* [Source excerpt]:
Wartime London Recaptured

Wartime London Recaptured

Susan Elia MacNeal ’91

The Prime Minister’s Secret Agent
Bantam Books
306 pages, $15

Susan Elia MacNeal ’91 is the very contemporary author of the bestselling Maggie Hope mystery series. But beginning with Mr. Churchill’s Secretary, she has immersed herself in London during World War II, in books replete with evocative period detail. A fourth Maggie Hope adventure, The Prime Minister’s Secret Agent, came out this past summer, a fifth is due out next year, and MacNeal is under contract for a sixth.

How did you decide on the World War II era as the setting for your novels?

Elizabeth Layton Nel, who worked for Winston Churchill during the war, inspired me to write about this period when I heard an actress reading from her memoir on my first visit to the Churchill War Rooms in London. Suddenly, I could imagine being there in 1940 with bombs falling and typists typing. Afterwards, I read Mrs. Nel’s memoir, and then wrote to her about my experience. She wrote me back, and we continued to correspond. I have read her book, Winston Churchill by His Personal Secretary: Recollections of the Great Man by a Woman Who Worked for Him, many times.

* [Stored data]:
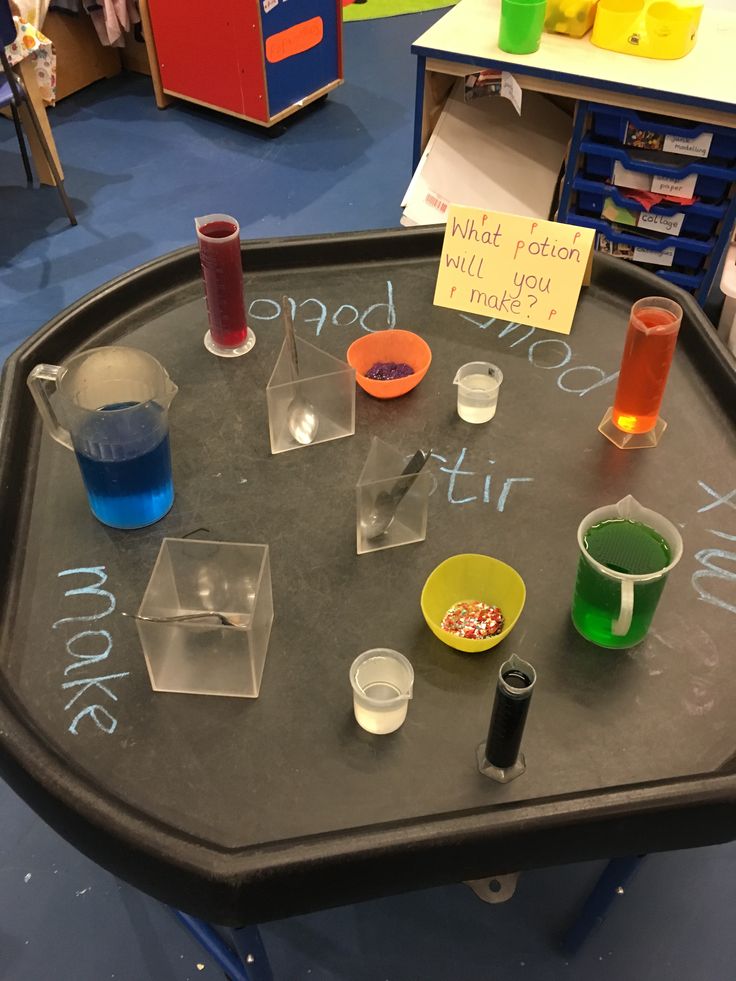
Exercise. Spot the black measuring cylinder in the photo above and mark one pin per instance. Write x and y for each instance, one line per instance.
(514, 689)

* [Objective]: Please explain, in one to three sentences, what led Susan Elia MacNeal to set her novels during World War II, according to the MacNeal interview.

* [Result of the task]: On her first visit to the Churchill War Rooms in London, MacNeal heard an actress read from the memoir of Elizabeth Layton Nel, who worked for Winston Churchill during the war. Hearing it, she could suddenly imagine being there in 1940 with bombs falling and typists typing, and that inspired her to write about the period.